* Exercise 1: List every section number that the source text refers to.
* Exercise 2:
Decide whether each statement below agrees with the source text, answering yes or no and quoting the words of the text that decide it.
(a) The slack variables are denoted by u.
(b) L_α is strongly convex in λ.
(c) The projection in the GDA update is used to enforce λ ≥ 0.
* Exercise 3: Rewrite the source text from "In Section 3, the" to "relaxing the constraints.", changing "slack variables" to "relaxation variables" wherever it occurs.

* Source text:

In Section 2.1, the authors solve FL problems by leveraging Lagrangian duality. The min-max Lagrangian game associated with the equation above is: $\min_{\theta \in \Theta}\, \max_{\lambda \ge 0} \, L(\theta, \lambda) = \lambda^\top (g(\theta) - \epsilon)$ , where $\lambda \geq 0$ is the vector of Lagrange multipliers associated with the constraints.

$\lambda$ represents the dual variables (Lagrange multipliers).
$L(\theta, \lambda)$ is the Lagrangian function.

Alternating Gradient Descent Ascent (GDA) updates yield:

$\lambda_{t+1} \leftarrow \Big[ \lambda_t + \eta_x \underbrace{\left( g(\theta_t) - \epsilon \right)}_{\nabla_{\lambda} L(\theta_t, \lambda_t)} \Big]_+$

$\theta_{t+1} \leftarrow \theta_t - \eta_\theta \bigg[ \underbrace{\sum_{i=1}^n \lambda_{t+1}^{(i)} \, \nabla_{\theta} \, g_i(\theta_t)}_{\nabla_{\theta} L(\theta_t, \lambda_{t+1})} \bigg]$ , where $[\, \cdot \,]_+$ denotes a projection onto $R_{\geq 0}^n$ to enforce $\lambda \geq 0$ , and $\eta_{\{\theta,\lambda\}}$ are step sizes.

$\lambda_{t+1}$ is the updated dual variable at time $t+1$ .
$\lambda_t$ is the dual variable at time $t$ .
$\eta_x$ is the step size for updating the dual variable.
$g(\theta_t)$ is the loss vector evaluated at $\theta_t$ .
$\epsilon$ is the constraint level.
$\theta_{t+1}$ is the updated primal variable at time $t+1$ .
$\theta_t$ is the primal variable at time $t$ .
$\eta_\theta$ is the step size for updating the primal variable.
$\lambda_{t+1}^{(i)}$ is the $i$ -th component of $\lambda_{t+1}$ .
$\nabla_{\theta} \, g_i(\theta_t)$ is the gradient of the loss for the $i$ -th data point with respect to $\theta$ , evaluated at $\theta_t$ .

In Section 3, the paper addresses potential misspecification of FL problems by relaxing the constraints using slack variables, denoted by $u$ . Given $\alpha > 0$ , the following constrained optimization problem is considered: $\min_{\theta \in \Theta, u \ge 0} \, \frac{\alpha}{2} ||u||^2$ s.t. $g(\theta) \le \epsilon + u$ .

$u$ represents the slack variables.
$\alpha$ is a parameter that determines the cost of relaxing the constraints.

In Section 3.1, the authors solve RFL problems using the Lagrangian approach. The min-max Lagrangian game associated with the equation above is given by: $\min_{\theta \in \Theta, u \ge 0} \, \max_{\lambda \ge 0} \,\, L(\theta, u, \lambda) = \frac{\alpha}{2} ||u||^2 + \lambda^\top (g(\theta) - \epsilon - u)$ .

It is shown that the Lagrangian problem for RFL can be solved via a quadratically-regularized version of the FL Lagrangian: $\min_{\theta \in \Theta} \, \max_{\lambda \ge 0} \, L_{\alpha}(\theta, \lambda) = L(\theta, \lambda) - \frac{1}{2 \alpha} ||\lambda||^2$ . $L_{\alpha}$ is strongly concave on $\lambda$ .

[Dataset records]

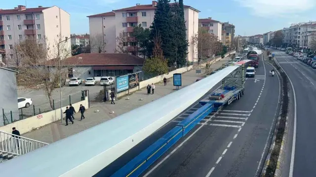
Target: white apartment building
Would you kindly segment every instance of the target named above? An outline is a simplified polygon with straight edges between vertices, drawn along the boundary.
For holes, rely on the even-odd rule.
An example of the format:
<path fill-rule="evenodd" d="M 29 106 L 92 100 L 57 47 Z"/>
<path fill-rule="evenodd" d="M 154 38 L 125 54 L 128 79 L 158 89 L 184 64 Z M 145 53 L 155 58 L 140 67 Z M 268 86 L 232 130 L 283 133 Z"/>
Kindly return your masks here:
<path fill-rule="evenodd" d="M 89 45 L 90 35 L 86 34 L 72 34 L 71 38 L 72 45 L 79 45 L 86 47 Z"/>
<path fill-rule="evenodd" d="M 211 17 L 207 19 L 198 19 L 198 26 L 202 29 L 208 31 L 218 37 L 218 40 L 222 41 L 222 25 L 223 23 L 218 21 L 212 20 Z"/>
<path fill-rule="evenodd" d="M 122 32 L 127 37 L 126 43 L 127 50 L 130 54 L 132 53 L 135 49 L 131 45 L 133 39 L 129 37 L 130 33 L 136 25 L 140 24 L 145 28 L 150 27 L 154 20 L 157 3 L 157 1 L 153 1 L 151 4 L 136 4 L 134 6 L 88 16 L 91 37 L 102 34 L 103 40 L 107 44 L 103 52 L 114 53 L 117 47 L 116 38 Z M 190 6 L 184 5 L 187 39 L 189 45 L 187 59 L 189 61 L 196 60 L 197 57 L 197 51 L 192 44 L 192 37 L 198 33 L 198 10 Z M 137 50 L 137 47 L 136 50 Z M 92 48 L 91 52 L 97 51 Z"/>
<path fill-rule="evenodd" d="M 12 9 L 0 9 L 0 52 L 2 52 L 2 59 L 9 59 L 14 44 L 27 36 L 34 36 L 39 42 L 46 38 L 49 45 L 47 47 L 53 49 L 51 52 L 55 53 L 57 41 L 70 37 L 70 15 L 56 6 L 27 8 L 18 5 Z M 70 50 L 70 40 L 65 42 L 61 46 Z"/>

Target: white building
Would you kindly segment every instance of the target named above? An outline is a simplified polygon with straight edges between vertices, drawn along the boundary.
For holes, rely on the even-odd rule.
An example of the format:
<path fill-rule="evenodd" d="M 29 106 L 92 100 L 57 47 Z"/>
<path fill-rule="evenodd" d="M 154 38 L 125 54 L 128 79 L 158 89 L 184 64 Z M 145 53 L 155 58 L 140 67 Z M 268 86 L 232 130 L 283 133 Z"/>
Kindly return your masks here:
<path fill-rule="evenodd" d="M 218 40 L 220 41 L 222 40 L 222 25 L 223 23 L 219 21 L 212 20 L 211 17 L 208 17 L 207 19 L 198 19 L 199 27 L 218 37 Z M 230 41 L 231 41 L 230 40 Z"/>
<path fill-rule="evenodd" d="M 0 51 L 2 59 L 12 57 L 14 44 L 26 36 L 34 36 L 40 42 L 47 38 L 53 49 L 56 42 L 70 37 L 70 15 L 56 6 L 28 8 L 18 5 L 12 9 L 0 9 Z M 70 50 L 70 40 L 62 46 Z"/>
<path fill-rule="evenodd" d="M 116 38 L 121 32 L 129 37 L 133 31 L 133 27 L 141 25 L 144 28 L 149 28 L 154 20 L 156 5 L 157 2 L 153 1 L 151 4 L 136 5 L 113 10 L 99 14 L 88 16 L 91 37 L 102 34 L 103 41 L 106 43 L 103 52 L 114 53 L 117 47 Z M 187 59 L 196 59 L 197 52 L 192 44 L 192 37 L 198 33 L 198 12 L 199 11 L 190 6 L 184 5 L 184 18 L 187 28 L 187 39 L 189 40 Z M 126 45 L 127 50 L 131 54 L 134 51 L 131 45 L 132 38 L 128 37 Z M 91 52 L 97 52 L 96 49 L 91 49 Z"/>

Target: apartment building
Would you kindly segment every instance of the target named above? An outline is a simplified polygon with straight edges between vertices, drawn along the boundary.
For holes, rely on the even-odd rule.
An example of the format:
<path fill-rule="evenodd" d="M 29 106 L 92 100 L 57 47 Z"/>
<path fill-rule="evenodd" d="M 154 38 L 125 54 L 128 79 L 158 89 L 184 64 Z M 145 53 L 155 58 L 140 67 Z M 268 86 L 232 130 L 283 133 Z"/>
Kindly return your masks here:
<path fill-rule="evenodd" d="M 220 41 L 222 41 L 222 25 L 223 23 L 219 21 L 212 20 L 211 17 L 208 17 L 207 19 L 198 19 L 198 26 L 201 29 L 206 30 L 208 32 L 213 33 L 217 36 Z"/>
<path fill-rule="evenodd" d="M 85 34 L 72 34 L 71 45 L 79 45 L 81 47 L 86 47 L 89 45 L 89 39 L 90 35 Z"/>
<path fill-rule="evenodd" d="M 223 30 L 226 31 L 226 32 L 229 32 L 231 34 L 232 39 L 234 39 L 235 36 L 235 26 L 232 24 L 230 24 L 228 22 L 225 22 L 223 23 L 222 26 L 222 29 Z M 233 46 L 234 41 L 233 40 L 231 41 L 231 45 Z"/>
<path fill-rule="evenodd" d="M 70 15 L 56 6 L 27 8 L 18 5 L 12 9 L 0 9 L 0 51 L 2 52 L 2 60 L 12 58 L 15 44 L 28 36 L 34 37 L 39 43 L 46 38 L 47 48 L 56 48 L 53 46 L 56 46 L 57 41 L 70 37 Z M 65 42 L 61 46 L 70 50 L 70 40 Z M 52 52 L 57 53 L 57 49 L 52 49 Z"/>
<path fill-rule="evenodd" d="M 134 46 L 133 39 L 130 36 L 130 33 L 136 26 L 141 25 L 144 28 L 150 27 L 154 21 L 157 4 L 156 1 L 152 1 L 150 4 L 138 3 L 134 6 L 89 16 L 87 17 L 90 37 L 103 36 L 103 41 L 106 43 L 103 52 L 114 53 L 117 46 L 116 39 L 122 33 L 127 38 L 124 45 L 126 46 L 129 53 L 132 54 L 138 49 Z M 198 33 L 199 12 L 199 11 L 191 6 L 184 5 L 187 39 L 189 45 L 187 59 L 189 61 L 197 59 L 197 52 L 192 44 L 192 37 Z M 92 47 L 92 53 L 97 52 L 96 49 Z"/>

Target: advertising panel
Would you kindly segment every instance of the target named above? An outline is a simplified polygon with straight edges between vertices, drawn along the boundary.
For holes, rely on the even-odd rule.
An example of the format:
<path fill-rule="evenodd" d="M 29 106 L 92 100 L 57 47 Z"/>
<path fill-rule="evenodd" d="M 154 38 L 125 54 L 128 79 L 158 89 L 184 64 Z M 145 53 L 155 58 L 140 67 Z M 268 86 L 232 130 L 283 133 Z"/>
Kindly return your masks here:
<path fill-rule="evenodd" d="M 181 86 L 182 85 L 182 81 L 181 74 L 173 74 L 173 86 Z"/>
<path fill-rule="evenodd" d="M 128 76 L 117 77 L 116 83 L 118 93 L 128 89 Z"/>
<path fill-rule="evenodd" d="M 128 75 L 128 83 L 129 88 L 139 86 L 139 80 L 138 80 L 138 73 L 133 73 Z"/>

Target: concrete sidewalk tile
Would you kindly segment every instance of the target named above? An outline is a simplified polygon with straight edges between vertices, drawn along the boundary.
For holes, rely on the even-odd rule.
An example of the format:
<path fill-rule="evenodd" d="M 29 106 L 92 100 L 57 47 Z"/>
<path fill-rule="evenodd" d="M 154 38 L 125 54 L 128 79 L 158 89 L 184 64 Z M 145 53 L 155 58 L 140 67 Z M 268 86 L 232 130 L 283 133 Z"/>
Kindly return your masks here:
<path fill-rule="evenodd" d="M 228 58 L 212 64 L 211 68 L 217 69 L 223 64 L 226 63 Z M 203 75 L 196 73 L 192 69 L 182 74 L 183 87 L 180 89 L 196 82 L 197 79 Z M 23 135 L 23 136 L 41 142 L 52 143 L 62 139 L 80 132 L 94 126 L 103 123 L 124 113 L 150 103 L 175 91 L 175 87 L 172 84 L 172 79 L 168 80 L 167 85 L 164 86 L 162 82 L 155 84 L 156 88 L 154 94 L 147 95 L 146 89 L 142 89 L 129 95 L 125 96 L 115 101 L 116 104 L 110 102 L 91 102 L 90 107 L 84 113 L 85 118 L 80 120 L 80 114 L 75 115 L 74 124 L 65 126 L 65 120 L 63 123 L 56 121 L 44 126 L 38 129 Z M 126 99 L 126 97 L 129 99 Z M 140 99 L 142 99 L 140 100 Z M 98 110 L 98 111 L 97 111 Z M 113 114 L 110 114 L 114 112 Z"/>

--

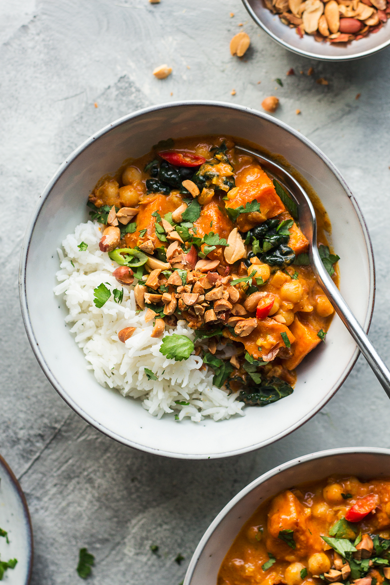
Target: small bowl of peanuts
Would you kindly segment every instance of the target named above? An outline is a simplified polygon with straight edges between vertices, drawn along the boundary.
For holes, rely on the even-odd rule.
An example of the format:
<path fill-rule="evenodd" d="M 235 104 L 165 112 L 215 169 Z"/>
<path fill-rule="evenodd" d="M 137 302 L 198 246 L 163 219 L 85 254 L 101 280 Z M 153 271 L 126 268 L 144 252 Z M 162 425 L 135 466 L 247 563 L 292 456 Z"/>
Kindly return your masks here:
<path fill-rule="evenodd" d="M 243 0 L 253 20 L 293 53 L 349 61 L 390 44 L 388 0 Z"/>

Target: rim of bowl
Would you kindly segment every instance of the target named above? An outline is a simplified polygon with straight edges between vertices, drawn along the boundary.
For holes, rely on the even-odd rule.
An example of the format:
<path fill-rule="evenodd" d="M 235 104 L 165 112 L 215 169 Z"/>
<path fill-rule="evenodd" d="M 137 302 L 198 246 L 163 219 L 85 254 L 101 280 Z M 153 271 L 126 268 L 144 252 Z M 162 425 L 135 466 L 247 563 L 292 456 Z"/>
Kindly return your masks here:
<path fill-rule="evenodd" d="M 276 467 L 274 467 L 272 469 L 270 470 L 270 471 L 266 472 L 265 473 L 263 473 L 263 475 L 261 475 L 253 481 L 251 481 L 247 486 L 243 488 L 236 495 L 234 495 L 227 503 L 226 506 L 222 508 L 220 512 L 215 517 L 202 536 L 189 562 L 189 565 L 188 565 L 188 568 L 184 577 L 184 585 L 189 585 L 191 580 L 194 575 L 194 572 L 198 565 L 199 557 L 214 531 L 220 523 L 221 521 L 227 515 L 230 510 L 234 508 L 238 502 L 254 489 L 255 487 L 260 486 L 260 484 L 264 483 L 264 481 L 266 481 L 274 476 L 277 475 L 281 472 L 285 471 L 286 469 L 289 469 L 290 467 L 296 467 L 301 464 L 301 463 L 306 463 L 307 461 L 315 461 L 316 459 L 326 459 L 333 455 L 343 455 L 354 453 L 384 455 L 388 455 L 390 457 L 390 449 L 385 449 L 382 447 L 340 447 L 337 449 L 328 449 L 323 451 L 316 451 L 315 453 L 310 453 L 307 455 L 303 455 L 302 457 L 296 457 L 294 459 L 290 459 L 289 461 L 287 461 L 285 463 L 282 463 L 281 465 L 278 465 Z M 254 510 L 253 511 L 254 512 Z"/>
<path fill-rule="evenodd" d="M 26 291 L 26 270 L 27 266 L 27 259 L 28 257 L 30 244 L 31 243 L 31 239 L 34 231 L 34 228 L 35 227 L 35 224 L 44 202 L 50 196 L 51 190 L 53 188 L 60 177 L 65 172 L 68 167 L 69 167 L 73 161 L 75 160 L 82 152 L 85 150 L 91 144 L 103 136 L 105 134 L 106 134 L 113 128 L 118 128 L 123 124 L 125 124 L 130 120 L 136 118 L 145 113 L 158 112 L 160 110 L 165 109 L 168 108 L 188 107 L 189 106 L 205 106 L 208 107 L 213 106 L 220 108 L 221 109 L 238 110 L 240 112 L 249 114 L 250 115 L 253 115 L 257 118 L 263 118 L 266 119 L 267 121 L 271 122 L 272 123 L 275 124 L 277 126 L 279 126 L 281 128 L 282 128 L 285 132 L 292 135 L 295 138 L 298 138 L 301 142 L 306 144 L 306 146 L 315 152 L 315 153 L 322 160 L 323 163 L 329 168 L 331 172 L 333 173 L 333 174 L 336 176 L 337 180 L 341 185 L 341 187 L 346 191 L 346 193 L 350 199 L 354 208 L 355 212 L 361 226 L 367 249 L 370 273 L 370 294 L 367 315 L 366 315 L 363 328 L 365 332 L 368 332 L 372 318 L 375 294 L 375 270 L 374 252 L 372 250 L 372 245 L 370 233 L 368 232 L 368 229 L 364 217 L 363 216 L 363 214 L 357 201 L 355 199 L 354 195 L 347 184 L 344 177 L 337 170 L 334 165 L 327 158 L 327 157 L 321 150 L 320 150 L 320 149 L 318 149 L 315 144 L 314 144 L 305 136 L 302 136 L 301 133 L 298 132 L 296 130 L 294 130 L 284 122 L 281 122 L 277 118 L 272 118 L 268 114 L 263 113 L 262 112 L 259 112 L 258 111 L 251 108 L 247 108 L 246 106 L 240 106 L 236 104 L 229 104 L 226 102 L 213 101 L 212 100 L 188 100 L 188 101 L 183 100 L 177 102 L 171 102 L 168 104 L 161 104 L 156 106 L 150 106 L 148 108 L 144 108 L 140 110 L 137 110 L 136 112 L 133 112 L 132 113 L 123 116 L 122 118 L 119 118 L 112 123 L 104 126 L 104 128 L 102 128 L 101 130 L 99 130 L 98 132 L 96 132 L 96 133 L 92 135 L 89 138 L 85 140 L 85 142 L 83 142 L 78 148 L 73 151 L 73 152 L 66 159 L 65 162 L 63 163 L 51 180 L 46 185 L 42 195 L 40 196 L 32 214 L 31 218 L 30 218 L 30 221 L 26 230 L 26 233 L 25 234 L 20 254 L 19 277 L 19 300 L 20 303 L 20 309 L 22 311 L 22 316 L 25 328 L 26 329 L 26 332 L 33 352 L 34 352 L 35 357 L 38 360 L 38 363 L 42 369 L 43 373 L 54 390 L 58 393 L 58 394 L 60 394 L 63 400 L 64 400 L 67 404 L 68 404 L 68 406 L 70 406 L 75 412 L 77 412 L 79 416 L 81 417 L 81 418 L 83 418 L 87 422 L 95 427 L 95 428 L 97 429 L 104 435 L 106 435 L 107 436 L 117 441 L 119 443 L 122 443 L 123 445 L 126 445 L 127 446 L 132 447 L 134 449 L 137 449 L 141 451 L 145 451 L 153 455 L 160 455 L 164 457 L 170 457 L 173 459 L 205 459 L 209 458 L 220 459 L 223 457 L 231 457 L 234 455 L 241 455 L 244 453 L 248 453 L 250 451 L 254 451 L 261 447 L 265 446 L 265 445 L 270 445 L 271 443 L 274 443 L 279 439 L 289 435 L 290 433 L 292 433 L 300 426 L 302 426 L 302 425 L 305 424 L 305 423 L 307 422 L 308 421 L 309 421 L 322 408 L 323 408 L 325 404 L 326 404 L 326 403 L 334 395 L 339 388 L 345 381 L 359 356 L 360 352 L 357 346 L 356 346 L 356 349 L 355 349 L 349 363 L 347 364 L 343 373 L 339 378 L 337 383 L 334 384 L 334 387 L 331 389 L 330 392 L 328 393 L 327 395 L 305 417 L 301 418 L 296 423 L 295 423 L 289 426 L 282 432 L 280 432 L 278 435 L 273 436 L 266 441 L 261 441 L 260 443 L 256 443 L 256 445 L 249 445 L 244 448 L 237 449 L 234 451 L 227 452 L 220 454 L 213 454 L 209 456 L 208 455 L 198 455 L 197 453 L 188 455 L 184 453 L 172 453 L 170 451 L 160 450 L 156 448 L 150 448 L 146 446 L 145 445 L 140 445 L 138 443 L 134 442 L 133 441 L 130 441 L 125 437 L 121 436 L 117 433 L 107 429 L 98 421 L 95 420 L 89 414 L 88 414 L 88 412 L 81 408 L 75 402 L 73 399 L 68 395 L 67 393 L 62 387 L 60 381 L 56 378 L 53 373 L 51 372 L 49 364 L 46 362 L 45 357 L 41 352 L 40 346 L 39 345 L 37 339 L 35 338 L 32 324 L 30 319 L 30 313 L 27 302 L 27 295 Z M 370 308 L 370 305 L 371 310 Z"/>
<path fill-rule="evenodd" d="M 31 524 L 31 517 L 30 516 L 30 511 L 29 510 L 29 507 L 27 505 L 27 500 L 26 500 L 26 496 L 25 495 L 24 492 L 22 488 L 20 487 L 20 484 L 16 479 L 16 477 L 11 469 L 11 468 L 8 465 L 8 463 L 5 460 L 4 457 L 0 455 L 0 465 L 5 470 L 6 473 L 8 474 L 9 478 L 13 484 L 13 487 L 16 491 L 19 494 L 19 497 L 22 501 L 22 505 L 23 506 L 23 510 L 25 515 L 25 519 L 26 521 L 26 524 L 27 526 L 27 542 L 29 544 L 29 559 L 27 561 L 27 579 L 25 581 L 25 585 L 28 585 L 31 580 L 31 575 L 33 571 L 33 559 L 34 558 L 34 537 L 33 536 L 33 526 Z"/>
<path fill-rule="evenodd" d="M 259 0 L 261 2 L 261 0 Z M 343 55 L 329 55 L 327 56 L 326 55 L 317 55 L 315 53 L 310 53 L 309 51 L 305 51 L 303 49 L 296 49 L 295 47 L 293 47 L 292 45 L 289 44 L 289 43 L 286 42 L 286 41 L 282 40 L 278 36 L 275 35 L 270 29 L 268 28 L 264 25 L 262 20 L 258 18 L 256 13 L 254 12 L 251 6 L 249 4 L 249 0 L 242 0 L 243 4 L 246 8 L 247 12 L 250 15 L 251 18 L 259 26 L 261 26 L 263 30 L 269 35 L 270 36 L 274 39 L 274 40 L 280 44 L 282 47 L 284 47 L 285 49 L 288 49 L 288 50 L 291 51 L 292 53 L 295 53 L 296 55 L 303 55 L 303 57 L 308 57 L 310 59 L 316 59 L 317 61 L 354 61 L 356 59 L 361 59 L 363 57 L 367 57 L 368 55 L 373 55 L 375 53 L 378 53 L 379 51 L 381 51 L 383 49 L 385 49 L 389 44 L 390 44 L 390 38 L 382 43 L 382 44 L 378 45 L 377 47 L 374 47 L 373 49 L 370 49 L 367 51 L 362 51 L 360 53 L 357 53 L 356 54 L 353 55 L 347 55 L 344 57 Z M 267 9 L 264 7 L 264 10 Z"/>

==

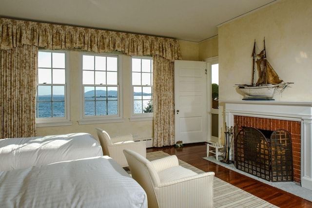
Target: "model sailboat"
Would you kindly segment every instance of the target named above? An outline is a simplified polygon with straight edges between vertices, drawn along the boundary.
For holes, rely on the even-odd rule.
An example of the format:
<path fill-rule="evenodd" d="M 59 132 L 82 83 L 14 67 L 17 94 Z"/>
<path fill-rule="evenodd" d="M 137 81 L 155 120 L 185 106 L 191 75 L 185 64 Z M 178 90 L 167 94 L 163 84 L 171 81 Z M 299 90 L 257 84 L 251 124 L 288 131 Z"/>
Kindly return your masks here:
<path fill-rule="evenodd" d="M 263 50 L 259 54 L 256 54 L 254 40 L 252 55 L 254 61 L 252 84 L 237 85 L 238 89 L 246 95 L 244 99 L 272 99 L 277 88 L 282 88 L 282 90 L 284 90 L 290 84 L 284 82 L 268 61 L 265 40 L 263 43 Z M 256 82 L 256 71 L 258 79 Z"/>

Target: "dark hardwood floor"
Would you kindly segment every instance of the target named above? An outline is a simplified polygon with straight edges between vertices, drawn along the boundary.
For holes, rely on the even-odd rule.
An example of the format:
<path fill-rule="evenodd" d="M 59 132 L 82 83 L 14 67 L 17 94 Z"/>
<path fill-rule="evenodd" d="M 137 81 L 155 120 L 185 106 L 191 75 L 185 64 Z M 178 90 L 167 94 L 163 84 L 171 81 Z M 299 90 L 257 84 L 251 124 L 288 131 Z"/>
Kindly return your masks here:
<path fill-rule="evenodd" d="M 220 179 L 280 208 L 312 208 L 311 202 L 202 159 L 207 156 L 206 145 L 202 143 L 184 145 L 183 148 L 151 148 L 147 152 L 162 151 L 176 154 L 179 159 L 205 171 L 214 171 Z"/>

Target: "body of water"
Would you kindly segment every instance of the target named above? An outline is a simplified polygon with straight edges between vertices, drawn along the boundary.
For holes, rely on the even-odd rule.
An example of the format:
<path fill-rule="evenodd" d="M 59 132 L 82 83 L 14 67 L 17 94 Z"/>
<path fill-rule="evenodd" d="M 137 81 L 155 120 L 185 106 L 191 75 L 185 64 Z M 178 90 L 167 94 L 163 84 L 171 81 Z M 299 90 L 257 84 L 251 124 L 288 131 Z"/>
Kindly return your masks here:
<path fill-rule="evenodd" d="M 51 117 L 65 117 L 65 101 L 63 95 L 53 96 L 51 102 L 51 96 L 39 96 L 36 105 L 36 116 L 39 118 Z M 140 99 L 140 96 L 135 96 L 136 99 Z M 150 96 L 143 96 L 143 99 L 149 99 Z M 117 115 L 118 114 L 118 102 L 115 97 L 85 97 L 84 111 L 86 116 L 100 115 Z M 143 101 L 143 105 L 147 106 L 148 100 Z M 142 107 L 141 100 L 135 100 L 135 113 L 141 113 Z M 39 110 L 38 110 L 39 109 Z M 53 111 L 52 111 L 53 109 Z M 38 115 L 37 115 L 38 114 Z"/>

* Worked solution 1:
Section 2.1
Section 3
Section 3.1

* Worked solution 2:
(a) Yes: "relaxing the constraints using slack variables, denoted by $u$"
(b) No: "$L_{\alpha}$ is strongly concave on $\lambda$"
(c) Yes: "denotes a projection onto $R_{\geq 0}^n$ to enforce $\lambda \geq 0$"

* Worked solution 3:
In Section 3, the paper addresses potential misspecification of FL problems by relaxing the constraints using relaxation variables, denoted by $u$ . Given $\alpha > 0$ , the following constrained optimization problem is considered: $\min_{\theta \in \Theta, u \ge 0} \, \frac{\alpha}{2} ||u||^2$ s.t. $g(\theta) \le \epsilon + u$ .

$u$ represents the relaxation variables.
$\alpha$ is a parameter that determines the cost of relaxing the constraints.